What led you to this role? Why did you choose to join this organisation?
Morgan Stanley has a fantastic reputation in the industry for promoting a people-centric culture which is what really attracted me to the firm over other financial services firms ‘on the street.’ My enjoyment of working in Tech stems from a love of using computers as a child, which was always something I could do easily with my Hemiplegia compared to playing sports or video games.
Were you open about your disability during the application process? What support was provided to you?
Yes – I was completely open about my Hemiplegia and the impact this has on my right arm and leg. In fact, I used my disability to help ‘sell’ myself on my CV as an ‘out of the box’ thinker (excuse the cliché!), referencing my ability to find ways to complete day-to-day activities with just one hand (something I’ve done my whole life) as a useful quality I could bring to the role. I was asked on my application for both the grad scheme and the placement whether I had any specific requirements, and then once I started on both occasions I was contacted by the Occupational Health team who offered me adaptions if I wanted them.
How do you manage your disability at work?
Like most Morgan Stanley employees I meet with my manager regularly for one-to-one ‘catch-ups’ which is a great opportunity for me to bring up any concerns about my disability or tell them about any hospital appointments I need to attend etc. Thankfully my manager has always been very understanding about all aspects of my Hemiplegia, and I’m allowed to work from home on days where I’m feeling more tired than usual and could do with a rest from lots of walking around. Generally, I try to raise any concerns I have about my disability early on when taking on a new project/responsibility to give people as much notice and awareness as possible, even if there’s only a small chance that my disability has an impact.
What is your organisation’s approach to disability; how has your employer helped you to do well in your workplace?
Morgan Stanley has a really positive approach to disabled people and recognises the diverse, and sometimes unique, skillset we can bring to the firm. I’ve received a wireless headset, voice recognition software, and time off from work to attend physiotherapy and hospital appointments, in addition to being able to take work from home on days where needed.
Tell us about a personal strength or a valuable plus which you have developed, as a result of your disability. How has it helped you in your career?
In addition to my ability to find innovative or novel ways to do things one-handed having helped me at work, I think my resilience has been really useful too. Somethings take practice to learn and particularly when working in a support team you have to be resilient as the solution to a problem might not always be obvious, or you might not get it right first time. You also have to be resilient as you learn the role and not let mistakes you make, when you first join, knock your confidence.
What advice would you give a student with a similar disability, who wants to pursue a career in the field you work in?
Be open and honest about your disability, and be realistic about the impact this may have on your work life, and the workload you can take on. Be prepared that some people might want to help, but might not quite know how to broach the subject of your disability with you. So, sometimes you need to take the initiative and ask for help if you need it. If you’re in any doubt about whether your disability may impact a new project or something you’re working on it’s always worth raising your concerns as early as possible so others have as much time as possible to make adjustments or plan around your needs. It also protects you and your reputation with management who may notice that you’re not contributing in the same way as other team members, but may not understand that it’s related to your disability without being made aware of it.

▶ YOUR ASSIGNMENT
Reproduce word for word the part of the interview above about working with Hemiplegia, starting with "Were you open" and going on through "disability at work?".

▶ GIVEN ENTRIES
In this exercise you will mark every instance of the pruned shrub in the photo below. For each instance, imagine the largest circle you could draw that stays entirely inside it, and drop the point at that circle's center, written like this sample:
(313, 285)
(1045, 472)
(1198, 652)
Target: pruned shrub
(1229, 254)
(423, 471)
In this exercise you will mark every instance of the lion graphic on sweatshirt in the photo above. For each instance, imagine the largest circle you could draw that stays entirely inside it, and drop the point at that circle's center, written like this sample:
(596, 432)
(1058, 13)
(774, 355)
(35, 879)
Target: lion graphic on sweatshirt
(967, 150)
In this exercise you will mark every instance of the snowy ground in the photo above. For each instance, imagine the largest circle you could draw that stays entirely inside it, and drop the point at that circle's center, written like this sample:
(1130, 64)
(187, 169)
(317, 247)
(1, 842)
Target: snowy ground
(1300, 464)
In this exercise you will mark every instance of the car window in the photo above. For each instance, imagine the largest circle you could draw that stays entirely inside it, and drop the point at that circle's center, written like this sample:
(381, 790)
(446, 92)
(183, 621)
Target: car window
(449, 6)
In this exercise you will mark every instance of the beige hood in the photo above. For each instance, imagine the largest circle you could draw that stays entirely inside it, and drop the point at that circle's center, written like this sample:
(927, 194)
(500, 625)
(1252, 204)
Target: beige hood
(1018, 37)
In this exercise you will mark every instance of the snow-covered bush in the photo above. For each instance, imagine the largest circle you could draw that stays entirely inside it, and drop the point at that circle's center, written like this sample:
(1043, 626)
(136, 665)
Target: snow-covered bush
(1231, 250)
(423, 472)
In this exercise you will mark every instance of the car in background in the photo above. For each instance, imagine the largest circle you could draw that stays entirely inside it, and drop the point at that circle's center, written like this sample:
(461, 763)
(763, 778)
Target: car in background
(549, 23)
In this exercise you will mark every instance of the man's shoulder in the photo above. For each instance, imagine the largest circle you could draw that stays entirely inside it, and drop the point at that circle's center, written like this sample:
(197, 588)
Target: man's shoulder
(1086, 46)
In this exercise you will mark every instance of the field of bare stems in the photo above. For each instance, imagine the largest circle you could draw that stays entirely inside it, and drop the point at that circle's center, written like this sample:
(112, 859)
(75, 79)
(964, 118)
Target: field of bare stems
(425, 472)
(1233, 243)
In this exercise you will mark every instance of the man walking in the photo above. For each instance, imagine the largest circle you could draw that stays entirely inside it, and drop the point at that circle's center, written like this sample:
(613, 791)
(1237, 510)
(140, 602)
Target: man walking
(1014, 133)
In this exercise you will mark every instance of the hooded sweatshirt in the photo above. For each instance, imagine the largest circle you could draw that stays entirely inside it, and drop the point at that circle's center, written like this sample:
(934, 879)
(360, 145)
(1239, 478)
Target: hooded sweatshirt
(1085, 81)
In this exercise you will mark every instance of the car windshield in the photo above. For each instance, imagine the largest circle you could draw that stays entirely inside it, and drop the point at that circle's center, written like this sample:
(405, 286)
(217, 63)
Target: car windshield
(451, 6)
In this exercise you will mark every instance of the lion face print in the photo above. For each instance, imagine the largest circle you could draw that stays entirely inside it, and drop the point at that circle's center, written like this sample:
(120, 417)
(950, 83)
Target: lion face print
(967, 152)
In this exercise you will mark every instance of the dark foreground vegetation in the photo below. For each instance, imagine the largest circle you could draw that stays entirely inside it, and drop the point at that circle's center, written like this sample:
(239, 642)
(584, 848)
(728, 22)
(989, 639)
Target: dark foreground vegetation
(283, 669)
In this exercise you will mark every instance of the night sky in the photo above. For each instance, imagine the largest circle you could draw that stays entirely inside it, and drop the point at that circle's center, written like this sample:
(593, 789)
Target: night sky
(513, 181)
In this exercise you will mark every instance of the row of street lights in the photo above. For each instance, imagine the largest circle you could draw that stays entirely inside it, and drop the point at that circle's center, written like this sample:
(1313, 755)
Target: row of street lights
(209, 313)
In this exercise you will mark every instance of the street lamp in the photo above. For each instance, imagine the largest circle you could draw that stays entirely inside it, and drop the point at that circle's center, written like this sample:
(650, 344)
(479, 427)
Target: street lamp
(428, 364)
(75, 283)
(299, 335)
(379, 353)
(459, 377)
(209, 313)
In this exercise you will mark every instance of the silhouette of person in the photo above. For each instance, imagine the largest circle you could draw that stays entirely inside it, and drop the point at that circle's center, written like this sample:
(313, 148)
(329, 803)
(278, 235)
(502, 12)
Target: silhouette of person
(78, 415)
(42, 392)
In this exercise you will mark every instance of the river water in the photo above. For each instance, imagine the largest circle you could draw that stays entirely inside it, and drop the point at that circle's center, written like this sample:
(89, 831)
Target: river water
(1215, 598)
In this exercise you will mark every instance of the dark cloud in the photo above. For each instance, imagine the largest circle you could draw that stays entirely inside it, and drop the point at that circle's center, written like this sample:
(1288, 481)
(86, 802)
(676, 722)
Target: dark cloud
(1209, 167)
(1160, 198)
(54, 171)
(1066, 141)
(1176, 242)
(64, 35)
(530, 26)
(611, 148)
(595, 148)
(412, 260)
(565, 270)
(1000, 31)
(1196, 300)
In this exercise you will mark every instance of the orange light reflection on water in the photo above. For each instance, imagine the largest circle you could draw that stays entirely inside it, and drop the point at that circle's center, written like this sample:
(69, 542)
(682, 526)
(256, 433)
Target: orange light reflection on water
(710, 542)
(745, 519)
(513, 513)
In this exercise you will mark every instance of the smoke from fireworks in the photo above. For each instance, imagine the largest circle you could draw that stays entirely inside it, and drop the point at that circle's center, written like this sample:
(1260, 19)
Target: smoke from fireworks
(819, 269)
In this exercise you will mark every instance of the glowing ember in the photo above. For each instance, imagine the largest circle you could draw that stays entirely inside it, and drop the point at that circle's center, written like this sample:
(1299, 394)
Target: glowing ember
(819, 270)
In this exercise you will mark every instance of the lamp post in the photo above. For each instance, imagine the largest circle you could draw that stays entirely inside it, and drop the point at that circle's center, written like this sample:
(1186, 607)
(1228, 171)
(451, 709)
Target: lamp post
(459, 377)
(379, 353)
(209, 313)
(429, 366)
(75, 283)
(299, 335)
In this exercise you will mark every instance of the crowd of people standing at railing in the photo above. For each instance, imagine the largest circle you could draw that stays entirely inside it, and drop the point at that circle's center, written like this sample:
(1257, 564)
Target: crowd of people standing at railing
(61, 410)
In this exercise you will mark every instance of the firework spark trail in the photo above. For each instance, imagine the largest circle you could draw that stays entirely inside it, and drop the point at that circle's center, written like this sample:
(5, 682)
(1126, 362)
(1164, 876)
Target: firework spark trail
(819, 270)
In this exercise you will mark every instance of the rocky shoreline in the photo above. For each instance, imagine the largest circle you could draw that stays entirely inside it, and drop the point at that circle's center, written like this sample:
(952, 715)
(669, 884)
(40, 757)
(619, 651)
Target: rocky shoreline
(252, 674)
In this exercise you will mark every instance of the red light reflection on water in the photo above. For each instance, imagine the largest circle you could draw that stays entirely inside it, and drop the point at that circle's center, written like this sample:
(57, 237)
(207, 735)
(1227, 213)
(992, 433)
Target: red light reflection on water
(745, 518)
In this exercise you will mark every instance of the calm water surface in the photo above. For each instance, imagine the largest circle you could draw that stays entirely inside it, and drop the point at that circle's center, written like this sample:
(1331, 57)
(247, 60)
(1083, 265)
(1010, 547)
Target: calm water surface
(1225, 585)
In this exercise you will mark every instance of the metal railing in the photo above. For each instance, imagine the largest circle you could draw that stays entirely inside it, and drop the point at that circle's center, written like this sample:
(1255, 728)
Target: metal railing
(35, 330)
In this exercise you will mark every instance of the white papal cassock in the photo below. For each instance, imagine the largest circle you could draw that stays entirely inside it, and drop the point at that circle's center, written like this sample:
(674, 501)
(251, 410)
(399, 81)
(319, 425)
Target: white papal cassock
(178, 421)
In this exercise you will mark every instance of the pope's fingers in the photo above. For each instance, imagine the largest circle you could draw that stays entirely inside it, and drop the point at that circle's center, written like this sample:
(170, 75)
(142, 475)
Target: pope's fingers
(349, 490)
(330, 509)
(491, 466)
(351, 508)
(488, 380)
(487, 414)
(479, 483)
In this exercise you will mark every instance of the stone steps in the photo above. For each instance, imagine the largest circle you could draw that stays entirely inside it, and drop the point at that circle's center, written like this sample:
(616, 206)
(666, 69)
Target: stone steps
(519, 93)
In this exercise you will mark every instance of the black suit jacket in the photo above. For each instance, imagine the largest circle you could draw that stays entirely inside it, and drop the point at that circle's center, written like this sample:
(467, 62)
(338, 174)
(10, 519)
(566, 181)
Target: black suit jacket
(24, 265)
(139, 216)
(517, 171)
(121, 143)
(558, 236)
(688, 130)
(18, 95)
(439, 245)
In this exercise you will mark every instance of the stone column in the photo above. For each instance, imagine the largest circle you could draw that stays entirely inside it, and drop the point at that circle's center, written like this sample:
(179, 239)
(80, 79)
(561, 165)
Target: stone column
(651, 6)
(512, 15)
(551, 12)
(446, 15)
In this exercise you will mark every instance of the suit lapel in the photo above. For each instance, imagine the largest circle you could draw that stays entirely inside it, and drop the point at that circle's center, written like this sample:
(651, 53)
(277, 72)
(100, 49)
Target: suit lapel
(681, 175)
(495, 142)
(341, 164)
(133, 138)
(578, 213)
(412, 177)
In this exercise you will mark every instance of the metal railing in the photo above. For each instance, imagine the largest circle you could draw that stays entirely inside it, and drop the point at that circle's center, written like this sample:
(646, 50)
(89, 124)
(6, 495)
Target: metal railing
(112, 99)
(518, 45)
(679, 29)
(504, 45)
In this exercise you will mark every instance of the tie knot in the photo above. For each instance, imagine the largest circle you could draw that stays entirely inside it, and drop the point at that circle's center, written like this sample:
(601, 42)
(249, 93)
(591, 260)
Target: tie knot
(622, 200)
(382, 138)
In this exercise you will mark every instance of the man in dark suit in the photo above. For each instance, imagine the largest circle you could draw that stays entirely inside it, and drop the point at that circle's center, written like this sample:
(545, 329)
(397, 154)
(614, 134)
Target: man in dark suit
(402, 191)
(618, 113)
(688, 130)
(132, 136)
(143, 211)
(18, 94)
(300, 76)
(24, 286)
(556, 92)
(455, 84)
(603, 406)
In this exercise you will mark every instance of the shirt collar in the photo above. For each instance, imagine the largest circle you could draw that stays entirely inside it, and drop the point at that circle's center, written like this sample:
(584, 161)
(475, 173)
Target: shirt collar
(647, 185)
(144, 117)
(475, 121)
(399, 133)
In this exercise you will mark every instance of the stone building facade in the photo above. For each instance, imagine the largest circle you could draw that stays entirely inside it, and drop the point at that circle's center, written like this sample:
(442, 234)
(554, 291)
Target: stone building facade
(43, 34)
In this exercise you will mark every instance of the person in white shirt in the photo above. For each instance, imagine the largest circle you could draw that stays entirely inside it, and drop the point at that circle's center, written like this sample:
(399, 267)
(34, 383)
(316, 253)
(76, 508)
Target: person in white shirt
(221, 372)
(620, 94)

▶ ANSWER BOX
Were you open about your disability during the application process? What support was provided to you?
Yes – I was completely open about my Hemiplegia and the impact this has on my right arm and leg. In fact, I used my disability to help ‘sell’ myself on my CV as an ‘out of the box’ thinker (excuse the cliché!), referencing my ability to find ways to complete day-to-day activities with just one hand (something I’ve done my whole life) as a useful quality I could bring to the role. I was asked on my application for both the grad scheme and the placement whether I had any specific requirements, and then once I started on both occasions I was contacted by the Occupational Health team who offered me adaptions if I wanted them.
How do you manage your disability at work?